### YOUR GOAL
Put the lines of the records that follow into a numbered list, from the start of the records through the line containing "[[598, 489]]", both ends included, and leave out any blank lines.

### DATA ROWS
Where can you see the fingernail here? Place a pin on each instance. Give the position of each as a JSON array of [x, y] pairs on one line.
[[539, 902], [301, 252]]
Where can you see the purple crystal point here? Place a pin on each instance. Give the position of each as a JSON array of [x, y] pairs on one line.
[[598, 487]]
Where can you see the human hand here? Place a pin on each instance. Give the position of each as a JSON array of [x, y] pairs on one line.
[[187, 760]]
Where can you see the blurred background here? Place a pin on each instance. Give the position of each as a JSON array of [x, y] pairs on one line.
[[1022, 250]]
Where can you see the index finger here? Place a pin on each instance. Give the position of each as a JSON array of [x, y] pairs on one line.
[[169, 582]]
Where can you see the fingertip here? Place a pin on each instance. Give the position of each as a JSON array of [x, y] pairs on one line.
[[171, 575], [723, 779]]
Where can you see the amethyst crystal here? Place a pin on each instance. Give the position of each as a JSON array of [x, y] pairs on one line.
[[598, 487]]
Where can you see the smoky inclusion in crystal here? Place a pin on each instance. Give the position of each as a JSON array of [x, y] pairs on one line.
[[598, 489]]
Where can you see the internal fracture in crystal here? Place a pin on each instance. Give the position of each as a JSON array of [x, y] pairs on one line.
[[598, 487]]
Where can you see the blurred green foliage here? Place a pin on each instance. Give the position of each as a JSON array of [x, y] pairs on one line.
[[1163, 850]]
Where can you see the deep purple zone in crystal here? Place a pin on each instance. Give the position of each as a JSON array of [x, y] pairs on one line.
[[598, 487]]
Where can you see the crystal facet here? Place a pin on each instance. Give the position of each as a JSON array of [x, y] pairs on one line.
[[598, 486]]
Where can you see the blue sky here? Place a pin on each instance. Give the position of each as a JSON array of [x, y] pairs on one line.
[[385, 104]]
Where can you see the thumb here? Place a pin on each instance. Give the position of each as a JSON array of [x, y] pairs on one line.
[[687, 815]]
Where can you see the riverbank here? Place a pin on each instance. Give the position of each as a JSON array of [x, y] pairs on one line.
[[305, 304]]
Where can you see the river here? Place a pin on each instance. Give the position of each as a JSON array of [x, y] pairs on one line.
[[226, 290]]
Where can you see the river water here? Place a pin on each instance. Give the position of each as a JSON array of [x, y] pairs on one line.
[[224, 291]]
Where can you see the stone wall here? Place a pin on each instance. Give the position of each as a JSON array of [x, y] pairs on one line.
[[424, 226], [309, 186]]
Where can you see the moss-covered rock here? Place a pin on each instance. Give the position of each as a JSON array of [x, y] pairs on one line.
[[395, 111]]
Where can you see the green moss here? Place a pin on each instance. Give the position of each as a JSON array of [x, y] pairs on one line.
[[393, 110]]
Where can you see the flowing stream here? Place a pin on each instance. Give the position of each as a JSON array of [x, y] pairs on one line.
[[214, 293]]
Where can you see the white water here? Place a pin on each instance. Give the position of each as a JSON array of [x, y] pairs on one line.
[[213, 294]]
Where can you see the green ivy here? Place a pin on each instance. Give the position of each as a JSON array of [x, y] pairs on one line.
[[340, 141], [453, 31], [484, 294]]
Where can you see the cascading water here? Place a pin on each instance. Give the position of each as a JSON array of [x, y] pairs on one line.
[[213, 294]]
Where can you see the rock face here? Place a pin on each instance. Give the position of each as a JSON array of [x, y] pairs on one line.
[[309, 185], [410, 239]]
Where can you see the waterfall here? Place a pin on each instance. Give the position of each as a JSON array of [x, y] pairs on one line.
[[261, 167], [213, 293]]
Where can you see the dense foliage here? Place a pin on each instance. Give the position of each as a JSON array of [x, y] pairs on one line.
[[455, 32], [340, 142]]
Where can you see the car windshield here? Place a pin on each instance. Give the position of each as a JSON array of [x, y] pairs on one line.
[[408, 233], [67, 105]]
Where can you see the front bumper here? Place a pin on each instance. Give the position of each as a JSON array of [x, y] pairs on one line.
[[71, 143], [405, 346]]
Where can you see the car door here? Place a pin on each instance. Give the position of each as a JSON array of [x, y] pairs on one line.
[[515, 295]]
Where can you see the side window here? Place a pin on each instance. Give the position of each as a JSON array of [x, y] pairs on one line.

### EXERCISE ANSWER
1. Where can you see the fingernail here? Place a pin on each instance. Give the position of each as a JSON array of [x, y] pairs on one line.
2. [[539, 902], [301, 252]]
3. Where can you see the purple crystal point here? Place a pin on each instance. Give the position of each as a JSON array of [x, y] pairs on one line.
4. [[598, 487]]
5. Where can you see the human hand here? Place a pin on each instance. Give the position of each as a JSON array of [x, y] pairs on one line.
6. [[187, 760]]
7. Where can you see the blurred background here? Place a pin on each instance. Give the position of each as a JSON array of [x, y] pairs on one line.
8. [[1022, 250]]
9. Where can you see the index finger here? Place a pin on each instance. Give the position of each as a JSON array of [x, y] pairs on one line.
10. [[169, 582]]
11. Where can you see the fingertip here? Place a pin on each instance. Give the position of each as a JSON array of [x, y] pairs on one line.
12. [[171, 575], [723, 779]]
13. Where can you see the amethyst crystal here? Place a pin on each instance. Give the position of each as a JSON array of [x, y] pairs on one line.
14. [[598, 487]]
15. Where can you see the smoky inclusion in crystal here? Place a pin on each instance. Give the position of each as a JSON array of [x, y] pairs on one line.
16. [[598, 489]]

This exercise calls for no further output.